→ **SOURCE DOCUMENT**:
↓↓↓
# What rhinestone macro system are you running with coreldraw X5 and why?



## Big R (Apr 25, 2011)

What marco system are you runing with corel draw X5 and why?

Thanks for your input

I would like to make rhinestone transfer I look at macro (FDO2p and one from Prolink) they seem to make things move faster to completion.


----------



## Rodney (Nov 3, 2004)

:: edited thread TITLE to be more descriptive  ::​


----------



## veedub3 (Mar 29, 2007)

I have FDO2P and rStones that I use in combination. (Either program can do a wonderful job by itself, I just like features in one that the other does not have.) I have about 5 or 6 rhinestone programs I have purchased over the years and not one has every siingle feature I would like but these two together compliment one another a great deal IMO. Being that they are both macros I can have them both open in Corel at the same time which allows me to get the job done faster. I also have the LED macro but rarely use it any more.


----------



## Urbanwear (Jun 10, 2010)

I am using the rStone macro in Corel X5 on one machine and the Drawstone macro on 2 other machines. 


They are both very similar, IMHO probably from the same developer. 


In rStone you cannot edit the size of the stones, the SS10 gives you a 2,9mm hole. So if you are creating templates you can use the next size up SS12 3,2mm, then slightly adjust. 

I usually create the design in the SS10 mode 2,9mm then I group all the stones and increase to 113,5% which brings me to a 3,29 mm hole size, perfect for my templates. 


In the Drawstone macro you can edit the stone catalogue and give the stones the exact size for your template/cutter. This makes things a little easier as you work in 1:1 ratio. 
Drawstone is now on offer 2 CODES for $34.95, so for what it does its very cheap.
http://corelvba.com/index.php?pages=dra_1


I use these sizes to create my templates, SS6 - 2,49mm hole, SS8 - 2,9mm hole, SS10 3,29mm hole. 
These sizes are okay for my set-up, you can have a slight variation +/- of the hole diameter which will depend on stone types, template material and cutter.
↑↑↑
Position identification records
↓↓↓
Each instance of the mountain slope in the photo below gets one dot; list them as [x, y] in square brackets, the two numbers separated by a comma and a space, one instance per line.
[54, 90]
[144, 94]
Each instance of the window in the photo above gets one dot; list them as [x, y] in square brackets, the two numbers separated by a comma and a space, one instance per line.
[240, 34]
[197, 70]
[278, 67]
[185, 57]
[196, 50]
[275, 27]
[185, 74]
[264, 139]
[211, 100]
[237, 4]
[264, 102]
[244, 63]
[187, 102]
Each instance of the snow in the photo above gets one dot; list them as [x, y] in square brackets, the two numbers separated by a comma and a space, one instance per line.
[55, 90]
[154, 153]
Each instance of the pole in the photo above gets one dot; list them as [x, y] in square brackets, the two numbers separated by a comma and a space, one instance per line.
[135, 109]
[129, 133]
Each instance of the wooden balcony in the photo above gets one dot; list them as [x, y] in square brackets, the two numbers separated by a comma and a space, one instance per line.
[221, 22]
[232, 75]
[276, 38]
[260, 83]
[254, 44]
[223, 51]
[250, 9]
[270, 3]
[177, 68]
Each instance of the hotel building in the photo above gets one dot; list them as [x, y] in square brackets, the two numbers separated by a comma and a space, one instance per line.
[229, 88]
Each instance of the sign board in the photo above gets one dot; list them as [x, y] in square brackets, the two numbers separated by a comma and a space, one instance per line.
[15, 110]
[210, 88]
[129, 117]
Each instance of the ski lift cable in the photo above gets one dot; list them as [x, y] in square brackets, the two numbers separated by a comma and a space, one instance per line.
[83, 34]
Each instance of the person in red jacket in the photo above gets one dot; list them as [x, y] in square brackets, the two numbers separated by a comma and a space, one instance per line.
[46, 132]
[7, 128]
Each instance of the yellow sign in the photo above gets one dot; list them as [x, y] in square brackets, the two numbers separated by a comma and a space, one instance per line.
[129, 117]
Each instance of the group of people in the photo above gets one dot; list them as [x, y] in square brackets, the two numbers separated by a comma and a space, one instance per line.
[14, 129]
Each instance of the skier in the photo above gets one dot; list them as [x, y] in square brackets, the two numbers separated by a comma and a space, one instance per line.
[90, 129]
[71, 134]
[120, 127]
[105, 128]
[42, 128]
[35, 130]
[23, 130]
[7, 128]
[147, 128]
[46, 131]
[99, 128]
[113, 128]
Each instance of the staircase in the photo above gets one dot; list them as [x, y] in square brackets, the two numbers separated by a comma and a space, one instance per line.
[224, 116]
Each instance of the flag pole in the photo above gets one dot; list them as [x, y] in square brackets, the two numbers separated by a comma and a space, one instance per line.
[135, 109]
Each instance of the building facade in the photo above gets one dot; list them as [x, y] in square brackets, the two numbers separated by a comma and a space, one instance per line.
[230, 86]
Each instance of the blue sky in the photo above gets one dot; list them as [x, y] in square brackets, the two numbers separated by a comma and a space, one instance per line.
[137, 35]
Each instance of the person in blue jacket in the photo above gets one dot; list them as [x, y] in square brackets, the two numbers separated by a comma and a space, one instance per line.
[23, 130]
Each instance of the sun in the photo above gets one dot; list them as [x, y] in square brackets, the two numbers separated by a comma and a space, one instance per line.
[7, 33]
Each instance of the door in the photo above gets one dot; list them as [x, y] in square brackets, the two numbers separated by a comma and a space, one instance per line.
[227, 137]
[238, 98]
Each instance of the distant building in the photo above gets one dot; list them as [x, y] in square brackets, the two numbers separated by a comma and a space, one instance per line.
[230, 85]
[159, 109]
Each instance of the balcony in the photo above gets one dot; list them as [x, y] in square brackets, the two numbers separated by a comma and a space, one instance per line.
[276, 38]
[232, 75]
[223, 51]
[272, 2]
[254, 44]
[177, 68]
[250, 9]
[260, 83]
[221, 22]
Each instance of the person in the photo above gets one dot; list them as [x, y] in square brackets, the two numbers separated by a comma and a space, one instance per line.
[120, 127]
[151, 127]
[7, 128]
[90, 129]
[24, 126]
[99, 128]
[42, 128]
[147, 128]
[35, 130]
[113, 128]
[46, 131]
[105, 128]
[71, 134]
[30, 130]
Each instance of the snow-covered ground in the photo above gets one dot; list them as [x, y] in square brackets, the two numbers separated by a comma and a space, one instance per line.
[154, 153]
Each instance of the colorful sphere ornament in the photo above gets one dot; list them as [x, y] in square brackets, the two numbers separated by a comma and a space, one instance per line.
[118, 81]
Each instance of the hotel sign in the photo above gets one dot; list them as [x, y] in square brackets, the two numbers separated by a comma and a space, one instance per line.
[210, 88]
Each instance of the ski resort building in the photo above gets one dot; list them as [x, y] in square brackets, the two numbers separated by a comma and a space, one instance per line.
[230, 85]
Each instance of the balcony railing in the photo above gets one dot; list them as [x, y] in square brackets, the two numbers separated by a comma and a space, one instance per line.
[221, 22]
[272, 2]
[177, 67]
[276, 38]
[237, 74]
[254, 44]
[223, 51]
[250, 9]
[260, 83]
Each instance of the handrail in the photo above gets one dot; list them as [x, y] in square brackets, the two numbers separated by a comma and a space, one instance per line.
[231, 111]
↑↑↑
→ **EXERCISE AIM**: Can you retype the rhinestone macro thread from "## Urbanwear (Jun" to "for my templates."?

→ **CORRECT RESPONSE**:
## Urbanwear (Jun 10, 2010)

I am using the rStone macro in Corel X5 on one machine and the Drawstone macro on 2 other machines. 


They are both very similar, IMHO probably from the same developer. 


In rStone you cannot edit the size of the stones, the SS10 gives you a 2,9mm hole. So if you are creating templates you can use the next size up SS12 3,2mm, then slightly adjust. 

I usually create the design in the SS10 mode 2,9mm then I group all the stones and increase to 113,5% which brings me to a 3,29 mm hole size, perfect for my templates.